Repeat word for word everything from the line containing "Please locate the curb" to the end of the listing, first and last lines included, and only that.
◇ ◇ ◇ ◇ ◇ ◇ ◇
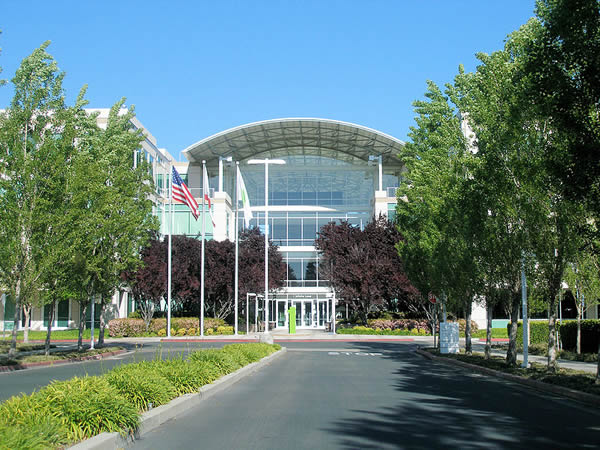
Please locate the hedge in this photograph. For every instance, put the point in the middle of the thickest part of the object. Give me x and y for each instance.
(590, 335)
(398, 324)
(66, 412)
(179, 326)
(538, 332)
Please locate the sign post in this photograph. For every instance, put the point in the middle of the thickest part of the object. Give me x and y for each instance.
(433, 300)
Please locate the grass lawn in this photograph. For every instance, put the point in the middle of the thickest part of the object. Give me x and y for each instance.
(573, 379)
(497, 333)
(5, 346)
(55, 356)
(542, 350)
(58, 334)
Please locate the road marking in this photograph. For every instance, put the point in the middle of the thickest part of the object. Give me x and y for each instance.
(354, 354)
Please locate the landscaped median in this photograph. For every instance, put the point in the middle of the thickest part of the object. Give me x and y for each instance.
(125, 400)
(32, 356)
(570, 383)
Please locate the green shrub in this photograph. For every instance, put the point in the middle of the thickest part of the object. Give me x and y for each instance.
(142, 385)
(250, 352)
(177, 323)
(186, 376)
(88, 406)
(27, 423)
(126, 327)
(590, 334)
(223, 360)
(224, 330)
(212, 322)
(538, 332)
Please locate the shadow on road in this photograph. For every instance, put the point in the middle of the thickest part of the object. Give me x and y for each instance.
(444, 407)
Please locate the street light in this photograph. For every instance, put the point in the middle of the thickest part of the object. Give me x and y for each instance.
(379, 160)
(266, 162)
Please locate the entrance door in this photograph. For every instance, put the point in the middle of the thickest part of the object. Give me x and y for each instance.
(281, 313)
(308, 314)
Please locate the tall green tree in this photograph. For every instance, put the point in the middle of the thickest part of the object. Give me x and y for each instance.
(111, 217)
(437, 210)
(583, 278)
(29, 130)
(561, 61)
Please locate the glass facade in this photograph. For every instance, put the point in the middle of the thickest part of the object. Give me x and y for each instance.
(184, 222)
(311, 181)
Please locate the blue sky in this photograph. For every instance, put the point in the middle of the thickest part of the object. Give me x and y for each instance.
(195, 68)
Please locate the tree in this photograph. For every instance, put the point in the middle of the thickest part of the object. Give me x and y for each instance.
(561, 64)
(149, 282)
(111, 212)
(582, 277)
(252, 264)
(219, 278)
(439, 209)
(29, 131)
(363, 266)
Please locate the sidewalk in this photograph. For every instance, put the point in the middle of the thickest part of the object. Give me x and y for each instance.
(575, 365)
(299, 336)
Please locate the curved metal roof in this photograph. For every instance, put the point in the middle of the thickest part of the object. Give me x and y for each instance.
(297, 136)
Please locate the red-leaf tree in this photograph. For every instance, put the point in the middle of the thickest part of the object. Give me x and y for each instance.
(220, 270)
(149, 283)
(363, 266)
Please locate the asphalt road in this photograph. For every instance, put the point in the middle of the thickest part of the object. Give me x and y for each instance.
(375, 395)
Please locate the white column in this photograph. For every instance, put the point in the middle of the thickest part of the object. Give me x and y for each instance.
(380, 173)
(266, 245)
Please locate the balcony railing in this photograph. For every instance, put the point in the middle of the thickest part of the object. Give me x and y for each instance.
(391, 191)
(307, 283)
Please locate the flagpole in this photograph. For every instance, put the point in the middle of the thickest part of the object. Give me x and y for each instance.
(169, 252)
(204, 183)
(237, 204)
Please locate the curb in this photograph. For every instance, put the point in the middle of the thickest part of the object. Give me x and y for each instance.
(157, 416)
(584, 397)
(16, 367)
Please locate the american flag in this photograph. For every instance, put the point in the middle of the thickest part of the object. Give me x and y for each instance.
(182, 194)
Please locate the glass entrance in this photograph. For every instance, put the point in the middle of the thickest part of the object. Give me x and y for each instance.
(281, 313)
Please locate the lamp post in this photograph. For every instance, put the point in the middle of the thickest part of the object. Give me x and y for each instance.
(266, 162)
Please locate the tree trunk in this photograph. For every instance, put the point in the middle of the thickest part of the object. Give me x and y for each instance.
◇ ◇ ◇ ◇ ◇ ◇ ◇
Result of this exercise →
Please locate the curb in this photograph. For every instance, put the point in the middle of the thickest part of the object. Give me x and y for each instance.
(157, 416)
(584, 397)
(16, 367)
Please locate the american flag in this photograph. For every instance, put the point in the middle of the thickest part of the object. Give me x and y for each instance.
(182, 194)
Please locate the glass entrance in this photograph. For every instance, put the point in the middle of the thickest part of the object. Give me x and y for each instance.
(281, 313)
Please locate the lamp post in this photograph. For every instance, put the point in the middle of the thickest part of the object. Give me x and y for each instance.
(266, 162)
Please locate the tree trunk in this photograph. For every instance, put the point in the middle of the thickest part of the object. Give me x and y for each instance.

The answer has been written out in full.